Exercise materials
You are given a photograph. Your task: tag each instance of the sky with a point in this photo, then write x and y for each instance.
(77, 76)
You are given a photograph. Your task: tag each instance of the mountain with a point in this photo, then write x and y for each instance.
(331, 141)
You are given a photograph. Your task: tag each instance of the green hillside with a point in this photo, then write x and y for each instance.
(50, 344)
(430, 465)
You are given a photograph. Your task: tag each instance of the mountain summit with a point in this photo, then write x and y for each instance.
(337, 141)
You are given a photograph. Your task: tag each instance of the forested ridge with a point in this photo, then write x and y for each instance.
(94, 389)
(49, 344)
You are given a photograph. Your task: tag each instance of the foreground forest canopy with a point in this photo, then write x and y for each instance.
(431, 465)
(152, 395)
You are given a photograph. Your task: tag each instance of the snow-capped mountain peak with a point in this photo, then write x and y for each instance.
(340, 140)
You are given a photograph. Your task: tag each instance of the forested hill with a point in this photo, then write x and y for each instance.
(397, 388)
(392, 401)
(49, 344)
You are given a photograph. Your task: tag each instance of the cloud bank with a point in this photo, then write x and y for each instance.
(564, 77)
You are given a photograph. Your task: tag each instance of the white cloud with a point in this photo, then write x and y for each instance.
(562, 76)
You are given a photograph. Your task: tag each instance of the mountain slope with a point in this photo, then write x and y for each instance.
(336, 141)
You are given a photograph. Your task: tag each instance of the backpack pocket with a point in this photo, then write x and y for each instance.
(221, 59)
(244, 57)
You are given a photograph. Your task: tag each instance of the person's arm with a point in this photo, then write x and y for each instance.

Stated goal
Could you repeat every entry above with "tag" swapped for "mark" and nothing else changed?

Result of the exercise
You are given a photograph. Your task: mark each instance of the sky with a point in this photo, then write x and y for each instance.
(77, 76)
You are given a photograph. Your task: mark each instance of the mountain with a point in this photo, then write x and y for each instance.
(331, 141)
You are given a photograph. Your task: mark each instance of the green hillside with a point in this photo, then write x and y for each instance.
(50, 344)
(430, 465)
You are given a photograph. Your task: mark each instance of the mountain summit with a point in this photo, then write x and y for each instance.
(337, 141)
You are given a photograph. Your task: mark each instance of the forested ridge with a point in this photo, then write x and y for each instance.
(94, 389)
(49, 344)
You are given a photograph. Your task: mark each instance of the foreground forest canopy with a point in this photo, then write x and y for each instance.
(431, 465)
(152, 395)
You are given a photograph. Your task: mark each instance of the snow-capped mountain peak with a point in this photo, then write x and y for each instance.
(340, 140)
You are given a photograph. Your task: mark each instance of the forested hill with a point in this photo, then write x and y for each instance.
(397, 388)
(392, 401)
(49, 344)
You are given a photograph. Your task: mark each instance of the cloud bank with a point in this photo, then write x and y for each instance.
(564, 77)
You are given a photograph. Your task: mark each instance of the white cloud with a point in this photo, then write x and y for each instance.
(562, 76)
You are given a photograph. Your task: mark each instance of the mountain slope with a point in this photo, then write x and y for each instance.
(336, 141)
You are given a photograph. Your task: mark each instance of the backpack pocket with a point in this photo, then write x and y for each instance.
(221, 59)
(244, 57)
You are given a photograph. Your task: mark each instance of the person's arm with a point in this photo, then write x and y for each instance.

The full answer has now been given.